Quoted text
-- begin --
And indeed, other than their occupation, there is very little similarity between Jim Grobe and Dave Clawson. But having covered college football from the early 1970s, I can safely say that there is very little similarity between Jim Grobe and any head football coach I got to know over that time.

When Jim Grobe said he wanted to foster a family atmosphere, he meant it. And no one is more well aware that Grobe’s 13-year run at Wake ended with five straight losing seasons.

But by fostering a family atmosphere, Grobe won an ACC championship and played in the Orange Bowl. And by fostering a family atmosphere, he also coached the Deacons to three straight winning seasons, something that has never been done at Wake.

Maybe there’s no room for a family atmosphere in today’s world of college football. Maybe Dave Clawson is just the coach Wake needs for today’s times.

Or maybe he’s just another college football coach who feels the need to deflect blame from a “Can-Do Guy’’ who is not getting it done.

And maybe, just maybe, the two possibilities are not mutually exclusive.

Cozmik Croquet

Occasionally a well-meaning friend who knows my passion for politics will ask if I ever considered running for elective office.

These are obviously well-meaning friends who have never seen my starring role in the production of Henry’s Hawaiian Open.

Some candidates might be hiding a skeleton or two in their closet. Even the most cursory of opposition research would unearth that boneyard in my basement.

The time was back in the daze, circa 1980.

The place was The Southern Part of Heaven, a.k.a Chapel Hill.

The sport was one we – and by we I mean folks like Moose and Crag T. and Rico and Gary O. and T.C. – invented and promulgated among all the freaks and ne’er-do-wells and layabouts and hippies and eccentrics and thrill-seekers and free spirits we were hanging out with at the time.

You know, our fast friends.

We called the sport Cozmik Croquet, and like so many great inventions, it was borne out of necessity. We were bored, and we desperately needed some fun. There was also my broken-down Ford Econoline van (with the legend Cherokee-Bryson City Florists emblazoned on the sides) that was stuck in the driveway of a house we were in the process of getting evicted from, and something just had to be done.

We considered burying the wheels in concrete and leaving it as a souvenir, but wised up in time to realize that would probably emboss us on the permanent record of any realtor or landlord in North Carolina or any of its neighboring states. The obvious solution was to push it over a cliff, but there were no cliffs nearby.

So then we came up with the grand idea of throwing a Cozmik Croquet Tournament and giving the van away as first prize. Thus came to be our founding organization, The Intergalactic Federation of Croquet and Cozmik Awareness (IFCCA).
-- end --
Repeat the stretch of the column from "You know, our" through "to be done.", putting "Chevrolet pickup truck" in place of "Ford Econoline van".

Entries provided
-- begin --
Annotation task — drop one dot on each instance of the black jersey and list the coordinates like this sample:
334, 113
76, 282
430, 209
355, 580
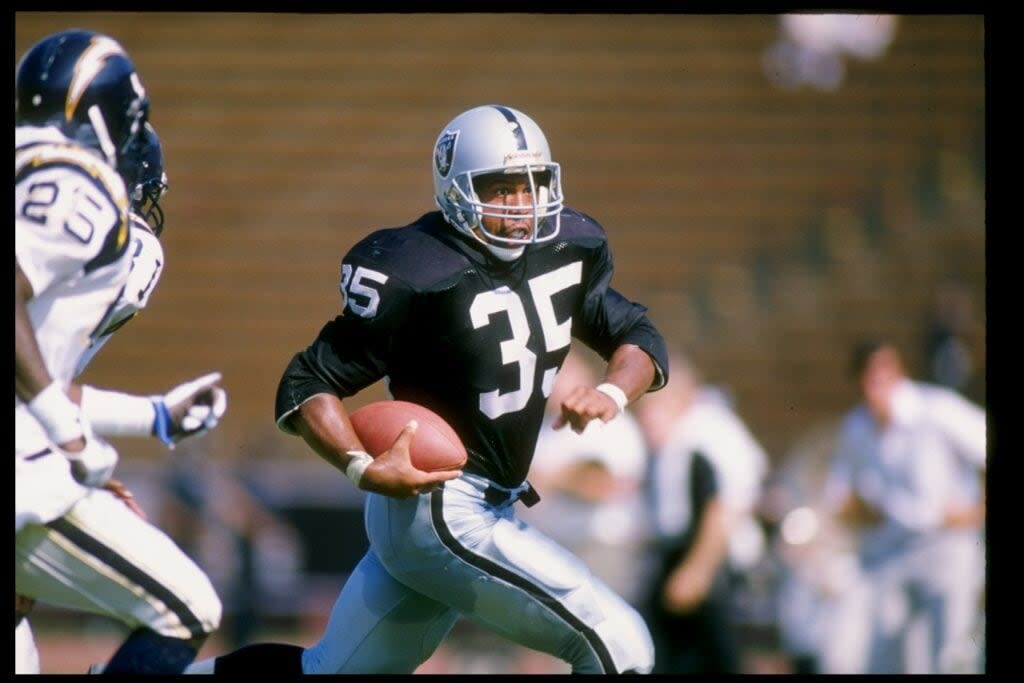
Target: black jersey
474, 339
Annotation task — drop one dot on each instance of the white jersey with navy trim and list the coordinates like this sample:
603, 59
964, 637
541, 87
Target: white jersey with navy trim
82, 548
146, 266
71, 240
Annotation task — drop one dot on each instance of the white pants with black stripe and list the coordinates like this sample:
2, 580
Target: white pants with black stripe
439, 556
99, 557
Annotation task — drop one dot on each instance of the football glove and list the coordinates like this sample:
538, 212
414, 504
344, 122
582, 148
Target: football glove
93, 465
189, 410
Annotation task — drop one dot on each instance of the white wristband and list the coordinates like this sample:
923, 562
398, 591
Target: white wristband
117, 414
358, 461
614, 393
57, 414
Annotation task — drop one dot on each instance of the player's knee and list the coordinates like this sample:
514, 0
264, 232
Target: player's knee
208, 608
197, 612
629, 641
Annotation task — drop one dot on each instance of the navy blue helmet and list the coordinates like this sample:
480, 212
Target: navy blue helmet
85, 84
142, 170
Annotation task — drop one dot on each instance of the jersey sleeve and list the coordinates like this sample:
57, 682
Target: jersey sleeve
71, 215
609, 319
351, 351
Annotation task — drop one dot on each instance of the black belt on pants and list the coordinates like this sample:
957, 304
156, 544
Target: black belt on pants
496, 496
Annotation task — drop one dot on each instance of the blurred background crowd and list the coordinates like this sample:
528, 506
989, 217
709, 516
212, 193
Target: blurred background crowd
776, 188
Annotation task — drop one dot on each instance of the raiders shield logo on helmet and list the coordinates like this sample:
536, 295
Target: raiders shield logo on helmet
444, 152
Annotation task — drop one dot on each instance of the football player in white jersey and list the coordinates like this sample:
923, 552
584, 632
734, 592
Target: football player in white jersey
80, 119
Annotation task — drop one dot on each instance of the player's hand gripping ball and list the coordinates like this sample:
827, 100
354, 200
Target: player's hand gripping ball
435, 446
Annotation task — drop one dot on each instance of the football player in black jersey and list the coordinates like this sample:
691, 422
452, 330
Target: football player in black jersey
469, 310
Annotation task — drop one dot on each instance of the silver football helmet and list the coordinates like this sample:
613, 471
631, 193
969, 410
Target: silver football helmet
496, 139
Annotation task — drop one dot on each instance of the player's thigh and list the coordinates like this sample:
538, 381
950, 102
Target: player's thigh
378, 626
102, 558
509, 578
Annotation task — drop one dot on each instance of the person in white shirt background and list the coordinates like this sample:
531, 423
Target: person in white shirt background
705, 481
908, 471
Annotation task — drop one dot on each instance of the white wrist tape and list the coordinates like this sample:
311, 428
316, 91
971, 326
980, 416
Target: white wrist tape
57, 414
117, 414
358, 461
614, 393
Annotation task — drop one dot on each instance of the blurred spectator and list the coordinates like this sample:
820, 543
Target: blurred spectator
218, 520
705, 481
951, 337
908, 472
592, 484
820, 597
812, 47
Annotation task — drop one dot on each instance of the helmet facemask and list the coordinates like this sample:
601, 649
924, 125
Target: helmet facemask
545, 214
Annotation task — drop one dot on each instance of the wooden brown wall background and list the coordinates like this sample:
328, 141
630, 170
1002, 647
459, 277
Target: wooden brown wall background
765, 227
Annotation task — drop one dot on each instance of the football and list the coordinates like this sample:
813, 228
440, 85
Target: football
434, 446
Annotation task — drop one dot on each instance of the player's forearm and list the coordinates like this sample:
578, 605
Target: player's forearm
324, 424
631, 370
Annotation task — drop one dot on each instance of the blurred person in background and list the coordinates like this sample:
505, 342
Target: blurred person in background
-- end --
Reply to the exercise
You know, our fast friends.

We called the sport Cozmik Croquet, and like so many great inventions, it was borne out of necessity. We were bored, and we desperately needed some fun. There was also my broken-down Chevrolet pickup truck (with the legend Cherokee-Bryson City Florists emblazoned on the sides) that was stuck in the driveway of a house we were in the process of getting evicted from, and something just had to be done.